**Direction:**
From the entries below, keep only the lines that contain the word "raised" and copy each of them out unchanged.

**Data to use:**
====

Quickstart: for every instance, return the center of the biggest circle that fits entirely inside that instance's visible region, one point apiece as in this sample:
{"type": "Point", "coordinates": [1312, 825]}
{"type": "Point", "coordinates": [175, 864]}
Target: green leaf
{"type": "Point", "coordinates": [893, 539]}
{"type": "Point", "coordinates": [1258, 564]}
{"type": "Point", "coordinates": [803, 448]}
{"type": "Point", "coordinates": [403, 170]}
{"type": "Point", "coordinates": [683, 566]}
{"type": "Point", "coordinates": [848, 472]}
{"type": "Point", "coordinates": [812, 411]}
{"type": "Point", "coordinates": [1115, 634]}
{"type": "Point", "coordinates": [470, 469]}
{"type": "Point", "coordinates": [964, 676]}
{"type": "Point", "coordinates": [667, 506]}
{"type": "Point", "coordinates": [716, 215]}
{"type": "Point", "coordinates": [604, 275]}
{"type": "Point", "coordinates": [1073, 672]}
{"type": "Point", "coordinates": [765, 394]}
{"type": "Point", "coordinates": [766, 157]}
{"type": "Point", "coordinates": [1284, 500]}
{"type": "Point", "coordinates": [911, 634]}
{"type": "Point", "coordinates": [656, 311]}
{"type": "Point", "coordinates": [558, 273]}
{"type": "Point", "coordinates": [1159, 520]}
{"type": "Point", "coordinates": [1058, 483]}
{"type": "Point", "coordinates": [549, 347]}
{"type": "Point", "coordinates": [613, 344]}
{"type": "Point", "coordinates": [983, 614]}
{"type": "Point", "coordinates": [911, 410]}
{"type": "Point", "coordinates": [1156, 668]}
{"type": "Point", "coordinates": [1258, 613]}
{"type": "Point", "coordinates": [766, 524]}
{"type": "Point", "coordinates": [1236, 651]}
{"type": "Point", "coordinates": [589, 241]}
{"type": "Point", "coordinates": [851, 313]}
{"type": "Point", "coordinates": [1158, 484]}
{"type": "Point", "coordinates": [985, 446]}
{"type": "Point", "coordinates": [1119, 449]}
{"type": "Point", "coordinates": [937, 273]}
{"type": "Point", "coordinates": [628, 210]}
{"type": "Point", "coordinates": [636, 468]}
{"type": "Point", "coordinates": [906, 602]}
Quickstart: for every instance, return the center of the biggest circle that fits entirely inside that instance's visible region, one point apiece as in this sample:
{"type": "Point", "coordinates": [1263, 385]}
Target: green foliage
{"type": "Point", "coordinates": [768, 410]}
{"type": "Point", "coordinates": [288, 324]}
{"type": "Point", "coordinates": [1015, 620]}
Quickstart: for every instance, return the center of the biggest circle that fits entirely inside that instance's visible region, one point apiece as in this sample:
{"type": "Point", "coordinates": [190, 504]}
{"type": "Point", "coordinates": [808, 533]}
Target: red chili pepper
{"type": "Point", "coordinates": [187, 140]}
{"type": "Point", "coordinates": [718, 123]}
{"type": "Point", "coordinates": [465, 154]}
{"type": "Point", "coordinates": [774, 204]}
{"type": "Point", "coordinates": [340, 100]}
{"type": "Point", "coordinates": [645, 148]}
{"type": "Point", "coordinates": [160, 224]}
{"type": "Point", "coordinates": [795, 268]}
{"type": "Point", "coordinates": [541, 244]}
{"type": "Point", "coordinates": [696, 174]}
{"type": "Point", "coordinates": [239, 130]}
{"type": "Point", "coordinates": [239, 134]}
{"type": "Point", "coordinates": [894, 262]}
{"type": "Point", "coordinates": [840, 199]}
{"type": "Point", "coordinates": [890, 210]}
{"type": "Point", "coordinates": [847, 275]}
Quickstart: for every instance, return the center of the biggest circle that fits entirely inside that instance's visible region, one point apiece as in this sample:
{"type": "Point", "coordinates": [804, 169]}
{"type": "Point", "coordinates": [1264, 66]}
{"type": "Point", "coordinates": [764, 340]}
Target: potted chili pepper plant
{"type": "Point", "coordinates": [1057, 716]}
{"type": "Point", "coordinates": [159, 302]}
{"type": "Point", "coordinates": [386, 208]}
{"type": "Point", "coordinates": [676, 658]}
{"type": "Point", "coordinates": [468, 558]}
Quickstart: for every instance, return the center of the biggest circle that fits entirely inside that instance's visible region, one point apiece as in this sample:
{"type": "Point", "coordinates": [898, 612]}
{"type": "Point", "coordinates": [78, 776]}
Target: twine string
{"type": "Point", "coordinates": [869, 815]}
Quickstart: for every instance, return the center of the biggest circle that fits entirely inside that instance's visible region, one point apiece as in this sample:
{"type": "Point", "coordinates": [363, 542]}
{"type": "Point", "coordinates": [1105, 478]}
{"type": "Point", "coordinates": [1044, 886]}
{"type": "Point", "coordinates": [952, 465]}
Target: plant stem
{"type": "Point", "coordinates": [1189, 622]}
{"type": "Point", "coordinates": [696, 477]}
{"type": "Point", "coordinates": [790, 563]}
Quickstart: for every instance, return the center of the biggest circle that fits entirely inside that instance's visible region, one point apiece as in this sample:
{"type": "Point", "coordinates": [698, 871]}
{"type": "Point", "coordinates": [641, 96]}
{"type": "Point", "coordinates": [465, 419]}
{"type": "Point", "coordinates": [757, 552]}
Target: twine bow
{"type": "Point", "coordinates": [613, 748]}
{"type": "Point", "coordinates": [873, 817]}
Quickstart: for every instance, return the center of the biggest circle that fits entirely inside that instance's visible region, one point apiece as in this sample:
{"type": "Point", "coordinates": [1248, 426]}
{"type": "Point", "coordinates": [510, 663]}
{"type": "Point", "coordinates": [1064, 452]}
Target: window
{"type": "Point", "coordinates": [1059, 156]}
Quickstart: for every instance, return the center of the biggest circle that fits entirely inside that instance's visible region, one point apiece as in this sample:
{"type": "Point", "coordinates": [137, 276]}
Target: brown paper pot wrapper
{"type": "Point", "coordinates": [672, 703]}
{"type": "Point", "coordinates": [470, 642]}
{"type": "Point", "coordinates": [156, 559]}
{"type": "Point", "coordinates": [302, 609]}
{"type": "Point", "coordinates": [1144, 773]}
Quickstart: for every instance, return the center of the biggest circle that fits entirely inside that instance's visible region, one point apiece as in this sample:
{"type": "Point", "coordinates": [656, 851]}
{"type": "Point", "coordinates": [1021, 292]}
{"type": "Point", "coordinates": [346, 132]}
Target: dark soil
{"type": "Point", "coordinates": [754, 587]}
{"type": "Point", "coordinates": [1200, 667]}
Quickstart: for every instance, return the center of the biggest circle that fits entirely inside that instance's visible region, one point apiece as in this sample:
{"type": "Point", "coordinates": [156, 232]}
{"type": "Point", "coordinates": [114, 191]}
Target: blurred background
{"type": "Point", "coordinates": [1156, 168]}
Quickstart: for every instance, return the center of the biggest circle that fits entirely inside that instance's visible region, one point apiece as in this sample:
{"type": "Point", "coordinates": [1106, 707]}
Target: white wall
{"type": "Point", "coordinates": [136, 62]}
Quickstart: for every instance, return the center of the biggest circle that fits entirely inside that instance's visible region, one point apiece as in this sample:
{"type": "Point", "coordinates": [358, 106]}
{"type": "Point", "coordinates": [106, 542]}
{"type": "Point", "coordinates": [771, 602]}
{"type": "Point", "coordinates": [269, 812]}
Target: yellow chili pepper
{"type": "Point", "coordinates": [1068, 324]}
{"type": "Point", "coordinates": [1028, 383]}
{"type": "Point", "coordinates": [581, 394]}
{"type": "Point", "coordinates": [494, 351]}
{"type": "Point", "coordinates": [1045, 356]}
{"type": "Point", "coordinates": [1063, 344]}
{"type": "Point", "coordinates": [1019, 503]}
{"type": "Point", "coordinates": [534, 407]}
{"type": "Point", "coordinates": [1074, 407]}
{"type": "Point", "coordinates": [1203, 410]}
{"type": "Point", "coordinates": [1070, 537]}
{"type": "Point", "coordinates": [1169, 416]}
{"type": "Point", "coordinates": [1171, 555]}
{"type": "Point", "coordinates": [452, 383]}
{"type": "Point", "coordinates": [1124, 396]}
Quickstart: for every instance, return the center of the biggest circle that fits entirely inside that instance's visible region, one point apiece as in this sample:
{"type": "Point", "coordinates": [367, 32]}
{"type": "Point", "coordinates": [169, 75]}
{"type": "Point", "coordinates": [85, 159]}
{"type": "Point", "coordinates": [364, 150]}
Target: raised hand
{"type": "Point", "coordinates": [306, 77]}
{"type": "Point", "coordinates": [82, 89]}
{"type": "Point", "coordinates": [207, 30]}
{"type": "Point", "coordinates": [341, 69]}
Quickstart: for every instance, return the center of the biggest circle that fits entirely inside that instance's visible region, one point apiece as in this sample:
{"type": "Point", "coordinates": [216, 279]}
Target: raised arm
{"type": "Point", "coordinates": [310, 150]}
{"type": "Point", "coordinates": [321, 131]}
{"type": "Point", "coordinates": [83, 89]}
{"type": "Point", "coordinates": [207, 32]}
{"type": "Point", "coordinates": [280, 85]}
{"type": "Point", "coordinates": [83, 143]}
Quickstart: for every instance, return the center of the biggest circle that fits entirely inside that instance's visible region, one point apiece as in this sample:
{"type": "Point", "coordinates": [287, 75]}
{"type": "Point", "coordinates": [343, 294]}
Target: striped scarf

====

**Result below:**
Target: raised hand
Target: raised arm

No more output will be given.